* **Document section**:
####################
Making Your Small Business a Family Business: Employing Your ChildrenBondBeebe
Posting by Sean Urbany
If you have children and also own and operate your own business, summer is a great time to implement an easy tax savings strategy: hire your children to work for you. This could have several tax benefits for both you and your children, including lowering taxable income, reducing payroll taxes, and creating opportunities to start your children’s retirement savings.
Lower Taxable Income
Paying your child wages to work for your business is a great way to shift some income and lower your family’s taxes. If the wages paid to your child are reasonable and legitimate, you can claim them as a business deduction. This will shift income from your high tax rate (potentially up to 39.6% for 2013) to your child’s lower tax rate (likely 15% or less).
For 2013, you can pay each child up to $6,100 without him or her paying any tax on the wages, as the standard deduction for a single dependent is $6,100. Wages paid over the standard deduction amount will still be taxed at a low rate: 10% on taxable income up to $8,925 and 15% on taxable income up to $36,250. In most cases, this shift in income will result in overall tax savings for your family.
Payroll Tax Savings
When you have employees in your business, you usually have to pay the associated payroll taxes: Social Security, Medicare and Federal Unemployment Tax (FUTA) at the federal level, as well as state unemployment taxes. However, if your business is unincorporated (a sole proprietorship or partnership) and your children are employees, there is an exemption for Social Security and Medicare taxes for those children if they are under the age of 18 and a FUTA exemption for those children if they are under the age of 21. If your business is incorporated, however, these payroll tax exemptions do not apply.
For wages paid to your children, there is no exemption for federal tax withholding and as such your business will most likely still be required to withhold federal taxes on these wages. However, your children will probably receive all of this money back as a refund on their tax return.
####################
* **What you will do**:
1. Retype the passage of the article on hiring your children that begins with "For wages paid" and ends after "their tax return.".
2. Continue the article on hiring your children in your business from where it stops.
The entries that follow have nothing to do with the article on hiring your children.
####################
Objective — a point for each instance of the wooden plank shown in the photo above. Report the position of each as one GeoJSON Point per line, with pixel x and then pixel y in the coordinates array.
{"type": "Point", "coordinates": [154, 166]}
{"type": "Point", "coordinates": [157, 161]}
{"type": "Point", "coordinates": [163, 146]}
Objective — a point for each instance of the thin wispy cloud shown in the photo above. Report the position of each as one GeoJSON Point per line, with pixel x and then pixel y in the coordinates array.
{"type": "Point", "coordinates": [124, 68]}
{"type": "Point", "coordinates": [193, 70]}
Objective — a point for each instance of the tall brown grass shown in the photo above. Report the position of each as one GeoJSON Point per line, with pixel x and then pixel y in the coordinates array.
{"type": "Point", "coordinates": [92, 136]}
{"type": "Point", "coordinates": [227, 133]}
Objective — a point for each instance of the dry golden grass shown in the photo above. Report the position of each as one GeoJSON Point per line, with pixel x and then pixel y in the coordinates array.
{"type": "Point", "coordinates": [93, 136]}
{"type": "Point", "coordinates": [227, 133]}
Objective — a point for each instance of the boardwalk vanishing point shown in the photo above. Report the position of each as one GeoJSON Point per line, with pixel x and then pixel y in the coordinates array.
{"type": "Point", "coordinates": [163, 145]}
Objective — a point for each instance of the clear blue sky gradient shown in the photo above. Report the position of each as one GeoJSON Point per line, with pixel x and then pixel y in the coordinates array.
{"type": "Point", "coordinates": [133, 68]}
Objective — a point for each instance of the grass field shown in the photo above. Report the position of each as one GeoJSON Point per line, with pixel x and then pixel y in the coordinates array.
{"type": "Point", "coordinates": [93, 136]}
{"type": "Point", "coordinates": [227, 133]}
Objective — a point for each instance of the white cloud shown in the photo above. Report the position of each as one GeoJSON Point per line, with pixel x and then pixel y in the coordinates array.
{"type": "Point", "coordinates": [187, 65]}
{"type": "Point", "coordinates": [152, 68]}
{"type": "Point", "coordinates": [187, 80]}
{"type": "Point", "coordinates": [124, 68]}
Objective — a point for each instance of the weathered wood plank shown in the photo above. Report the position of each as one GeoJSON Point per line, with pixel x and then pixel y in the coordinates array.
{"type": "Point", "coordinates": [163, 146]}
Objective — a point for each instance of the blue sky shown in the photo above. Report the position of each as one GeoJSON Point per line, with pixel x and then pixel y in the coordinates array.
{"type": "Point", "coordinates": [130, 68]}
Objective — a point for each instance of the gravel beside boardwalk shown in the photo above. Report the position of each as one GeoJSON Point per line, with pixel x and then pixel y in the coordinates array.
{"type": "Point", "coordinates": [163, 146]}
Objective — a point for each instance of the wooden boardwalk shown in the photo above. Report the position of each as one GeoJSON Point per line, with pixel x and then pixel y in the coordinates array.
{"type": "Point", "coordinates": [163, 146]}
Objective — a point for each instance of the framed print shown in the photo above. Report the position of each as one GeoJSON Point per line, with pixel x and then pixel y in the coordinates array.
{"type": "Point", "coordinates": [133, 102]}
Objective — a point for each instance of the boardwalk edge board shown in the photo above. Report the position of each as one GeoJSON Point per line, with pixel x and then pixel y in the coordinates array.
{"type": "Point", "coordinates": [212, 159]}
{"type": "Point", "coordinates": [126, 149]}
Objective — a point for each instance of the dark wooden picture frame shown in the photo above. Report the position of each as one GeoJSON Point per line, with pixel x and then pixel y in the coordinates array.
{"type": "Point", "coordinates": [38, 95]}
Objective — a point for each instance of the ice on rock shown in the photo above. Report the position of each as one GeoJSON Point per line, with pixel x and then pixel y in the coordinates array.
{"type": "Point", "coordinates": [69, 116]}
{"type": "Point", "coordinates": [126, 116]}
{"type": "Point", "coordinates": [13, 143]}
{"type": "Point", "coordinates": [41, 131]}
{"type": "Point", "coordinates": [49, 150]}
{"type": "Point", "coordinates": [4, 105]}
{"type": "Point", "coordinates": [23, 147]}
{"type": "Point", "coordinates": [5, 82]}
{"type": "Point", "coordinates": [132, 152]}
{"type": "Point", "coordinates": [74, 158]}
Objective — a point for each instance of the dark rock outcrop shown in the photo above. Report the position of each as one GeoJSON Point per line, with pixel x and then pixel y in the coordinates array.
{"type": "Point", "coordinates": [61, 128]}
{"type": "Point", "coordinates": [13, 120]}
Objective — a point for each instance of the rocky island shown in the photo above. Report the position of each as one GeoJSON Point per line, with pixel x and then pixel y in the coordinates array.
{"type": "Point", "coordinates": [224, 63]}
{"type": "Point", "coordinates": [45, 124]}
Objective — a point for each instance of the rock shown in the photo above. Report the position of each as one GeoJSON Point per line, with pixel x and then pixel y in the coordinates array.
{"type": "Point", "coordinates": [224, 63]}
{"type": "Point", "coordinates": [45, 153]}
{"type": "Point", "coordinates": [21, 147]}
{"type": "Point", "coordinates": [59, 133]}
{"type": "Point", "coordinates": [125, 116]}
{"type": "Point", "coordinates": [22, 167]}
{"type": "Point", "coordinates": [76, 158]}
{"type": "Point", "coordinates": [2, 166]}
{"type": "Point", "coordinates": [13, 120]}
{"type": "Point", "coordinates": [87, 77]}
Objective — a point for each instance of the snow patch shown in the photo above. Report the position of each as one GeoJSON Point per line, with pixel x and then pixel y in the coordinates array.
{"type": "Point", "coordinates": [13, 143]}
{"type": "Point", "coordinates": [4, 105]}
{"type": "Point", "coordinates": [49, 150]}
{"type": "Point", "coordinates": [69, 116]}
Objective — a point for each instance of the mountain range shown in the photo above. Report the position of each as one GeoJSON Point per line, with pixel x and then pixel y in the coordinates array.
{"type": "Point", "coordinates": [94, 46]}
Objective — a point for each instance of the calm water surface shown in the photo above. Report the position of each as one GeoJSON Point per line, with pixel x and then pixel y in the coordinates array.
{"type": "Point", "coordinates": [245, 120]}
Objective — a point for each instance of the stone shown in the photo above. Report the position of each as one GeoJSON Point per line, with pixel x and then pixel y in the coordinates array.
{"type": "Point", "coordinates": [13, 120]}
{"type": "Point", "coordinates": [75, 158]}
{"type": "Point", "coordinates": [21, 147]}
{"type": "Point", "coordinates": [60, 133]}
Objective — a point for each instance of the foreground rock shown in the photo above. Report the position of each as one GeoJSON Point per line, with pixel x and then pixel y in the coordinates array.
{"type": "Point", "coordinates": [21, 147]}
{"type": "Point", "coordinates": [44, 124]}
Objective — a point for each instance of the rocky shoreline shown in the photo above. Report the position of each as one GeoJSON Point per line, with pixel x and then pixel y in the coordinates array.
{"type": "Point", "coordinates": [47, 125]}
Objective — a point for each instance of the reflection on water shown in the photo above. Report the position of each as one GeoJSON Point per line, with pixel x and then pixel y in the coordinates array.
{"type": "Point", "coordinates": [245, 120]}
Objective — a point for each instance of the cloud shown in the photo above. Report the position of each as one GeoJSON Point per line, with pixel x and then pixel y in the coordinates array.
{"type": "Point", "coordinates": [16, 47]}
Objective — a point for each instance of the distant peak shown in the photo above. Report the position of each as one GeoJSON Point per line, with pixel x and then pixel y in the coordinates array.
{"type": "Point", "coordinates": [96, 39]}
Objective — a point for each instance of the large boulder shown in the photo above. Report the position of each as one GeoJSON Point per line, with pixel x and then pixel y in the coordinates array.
####################
* **Answers below**:
1.
For wages paid to your children, there is no exemption for federal tax withholding and as such your business will most likely still be required to withhold federal taxes on these wages. However, your children will probably receive all of this money back as a refund on their tax return.

2.
Hiring your children is also a great way to start their retirement savings at an early age. Typically, contributions can be made to your child’s individual retirement account (IRA) based on that child’s earned income (i.e. wages). For 2013, the maximum contribution that can be made to an IRA for your children is $5,500, but the contribution cannot be greater than their earned income for the year.
You can contribute to either a Traditional IRA or a Roth IRA. However, contributing to a Roth IRA is most likely the more favorable choice in this scenario as the contributions are made post-tax (likely at 0-15%), and when amounts are withdrawn from the IRA, they will be done so tax-free. For example, if you pay your daughter $5,500 and she makes a $5,500 contribution to a Roth IRA, she will have paid no tax on those IRA contributions, as her standard deduction covers the wages, and when she withdrawals the contributions at retirement she will pay no tax on the distribution.
Employing your children in your business can be a quick and easy way to generate some additional tax savings, kick-off your children’s retirement savings, and provide your children with important career training that can be particularly crucial for future succession planning if you hope to run a multi-generational family business. However, as every taxpayer’s scenario is different, please consult with a tax professional to make sure that having your children work for you works for your tax situation.